● Task
Can you repeat the lines below with every "per instance" swapped for "for each instance" and nothing else altered?

Start

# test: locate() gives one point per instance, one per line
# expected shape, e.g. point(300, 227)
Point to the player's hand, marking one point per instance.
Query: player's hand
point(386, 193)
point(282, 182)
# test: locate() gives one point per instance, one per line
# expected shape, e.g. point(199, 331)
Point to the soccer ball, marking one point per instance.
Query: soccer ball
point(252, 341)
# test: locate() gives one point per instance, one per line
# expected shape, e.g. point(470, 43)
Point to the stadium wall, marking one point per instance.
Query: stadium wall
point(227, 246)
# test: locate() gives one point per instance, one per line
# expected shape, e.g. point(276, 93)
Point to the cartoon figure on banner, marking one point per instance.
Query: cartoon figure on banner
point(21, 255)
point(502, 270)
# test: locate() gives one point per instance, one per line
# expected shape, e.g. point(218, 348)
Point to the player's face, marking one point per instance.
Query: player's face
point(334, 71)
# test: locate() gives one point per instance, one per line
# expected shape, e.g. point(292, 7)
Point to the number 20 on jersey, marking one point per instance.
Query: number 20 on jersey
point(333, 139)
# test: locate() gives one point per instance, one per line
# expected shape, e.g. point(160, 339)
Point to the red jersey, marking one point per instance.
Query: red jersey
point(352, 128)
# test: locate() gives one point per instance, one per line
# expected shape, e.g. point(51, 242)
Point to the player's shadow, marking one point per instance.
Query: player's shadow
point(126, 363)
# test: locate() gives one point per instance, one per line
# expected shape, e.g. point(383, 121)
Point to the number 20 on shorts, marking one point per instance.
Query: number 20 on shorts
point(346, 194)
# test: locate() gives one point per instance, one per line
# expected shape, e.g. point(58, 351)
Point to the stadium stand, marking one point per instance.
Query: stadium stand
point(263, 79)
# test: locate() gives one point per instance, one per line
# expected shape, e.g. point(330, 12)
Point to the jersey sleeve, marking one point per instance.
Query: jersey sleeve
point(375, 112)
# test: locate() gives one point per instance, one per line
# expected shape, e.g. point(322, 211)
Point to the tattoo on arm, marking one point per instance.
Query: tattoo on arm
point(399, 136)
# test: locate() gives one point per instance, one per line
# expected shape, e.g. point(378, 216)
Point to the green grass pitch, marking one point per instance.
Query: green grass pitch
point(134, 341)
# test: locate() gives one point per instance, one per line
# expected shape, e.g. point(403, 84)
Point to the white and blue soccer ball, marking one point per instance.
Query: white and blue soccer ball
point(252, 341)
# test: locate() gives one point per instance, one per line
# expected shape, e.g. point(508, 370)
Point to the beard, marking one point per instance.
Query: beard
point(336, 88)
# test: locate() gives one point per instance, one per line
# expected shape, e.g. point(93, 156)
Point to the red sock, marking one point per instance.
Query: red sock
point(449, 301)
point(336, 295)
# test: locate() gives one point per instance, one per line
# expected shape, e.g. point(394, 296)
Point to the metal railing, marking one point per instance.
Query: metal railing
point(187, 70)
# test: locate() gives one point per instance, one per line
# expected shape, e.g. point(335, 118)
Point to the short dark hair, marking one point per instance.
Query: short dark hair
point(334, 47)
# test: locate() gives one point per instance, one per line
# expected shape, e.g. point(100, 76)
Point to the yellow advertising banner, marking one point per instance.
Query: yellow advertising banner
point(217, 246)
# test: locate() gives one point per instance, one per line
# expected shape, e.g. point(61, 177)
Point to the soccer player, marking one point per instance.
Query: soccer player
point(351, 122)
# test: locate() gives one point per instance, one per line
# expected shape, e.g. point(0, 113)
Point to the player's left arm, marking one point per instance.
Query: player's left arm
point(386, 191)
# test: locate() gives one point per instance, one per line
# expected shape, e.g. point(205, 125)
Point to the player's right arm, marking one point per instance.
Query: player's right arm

End

● Expected answer
# test: locate() gives one point for each instance, one per line
# expected shape, e.g. point(300, 227)
Point to the player's hand, marking one point for each instance.
Query: player's hand
point(386, 193)
point(282, 182)
# test: locate() gives one point for each instance, one per line
# expected shape, e.g. point(199, 331)
Point to the soccer ball, marking one point for each instance.
Query: soccer ball
point(252, 341)
# test: locate() gives one point for each instance, one per line
# expected shape, e.g. point(470, 43)
Point to the stadium wall, marking one point for each instance.
Query: stadium wall
point(227, 246)
# test: locate() gives one point for each instance, one per line
# expected shape, e.g. point(276, 93)
Point to the cartoon figure on banner, marking one point for each instance.
Query: cartoon figure on banner
point(21, 255)
point(502, 270)
# test: locate() gives one point for each instance, one per line
# expected shape, e.g. point(218, 348)
Point to the player's face, marking one point for each instance.
Query: player's face
point(334, 71)
# test: locate() gives one point for each instance, one per line
# expected shape, e.g. point(292, 7)
Point to the number 20 on jersey, marking one point for each instance.
Query: number 20 on jersey
point(333, 139)
# test: locate() gives one point for each instance, one per line
# expected shape, e.g. point(160, 339)
Point to the red jersey, marking one point for each instance.
Query: red jersey
point(352, 128)
# test: locate() gives one point for each instance, one per line
# expected shape, e.g. point(51, 242)
Point to the player's shadow, marking one point for each instance.
Query: player's shadow
point(126, 363)
# test: locate() gives one point for each instance, one per line
# expected shape, e.g. point(383, 121)
Point to the number 20 on shorts, marking one point for each instance.
Query: number 20 on shorts
point(346, 194)
# test: locate() gives one point for each instance, one per line
# expected shape, e.g. point(58, 351)
Point to the stadium stand, marking one point for each instance.
Query: stadium stand
point(263, 79)
# test: locate() gives one point for each instance, one per line
# expected shape, e.g. point(330, 12)
Point to the jersey sleeve, marking one point for each instance.
Query: jersey sleeve
point(375, 112)
# test: locate() gives one point for each instance, one per line
# expected shape, e.g. point(322, 211)
Point to the tattoo on arm, marking one point for each instance.
Query: tattoo on arm
point(399, 136)
# test: locate() gives one point for each instance, one per line
# expected shape, e.g. point(378, 216)
Point to the green grass pitch, marking one point for each instance.
Query: green grass pitch
point(134, 341)
# test: locate() gives one point for each instance, one per line
# expected shape, e.g. point(403, 84)
Point to the white and blue soccer ball, marking one point for each instance.
Query: white and blue soccer ball
point(252, 341)
# test: locate() gives one point for each instance, one per line
# expected shape, e.g. point(508, 370)
Point to the beard, marking one point for each instance.
Query: beard
point(336, 88)
# test: locate() gives one point for each instance, one per line
# expected shape, e.g. point(93, 156)
Point to the red sock, marking one point for each instance.
Query: red sock
point(449, 301)
point(336, 295)
# test: locate() gives one point for each instance, one per line
# expected shape, e.g. point(394, 296)
Point to the metal railing, marking one point for each instance.
Query: metal railing
point(187, 70)
# test: locate() gives one point for each instance, one per line
# expected shape, e.g. point(335, 118)
Point to the short dark hair, marking one point for each instance.
Query: short dark hair
point(334, 47)
# test: locate() gives one point for each instance, one per line
# expected shape, e.g. point(100, 76)
Point to the yellow advertising banner, marking one point for each instance.
Query: yellow advertising banner
point(217, 246)
# test: locate() gives one point for each instance, one per line
# expected shape, e.g. point(61, 177)
Point to the soccer player, marking one point for each instance.
Query: soccer player
point(351, 122)
# test: locate() gives one point for each instance, one per line
# expected shape, e.g. point(0, 113)
Point to the player's left arm, marking one point for each instance.
Query: player's left arm
point(386, 191)
# test: locate() gives one point for each instance, one per line
# expected shape, e.g. point(205, 125)
Point to the player's right arm, marking one point for each instance.
Query: player's right arm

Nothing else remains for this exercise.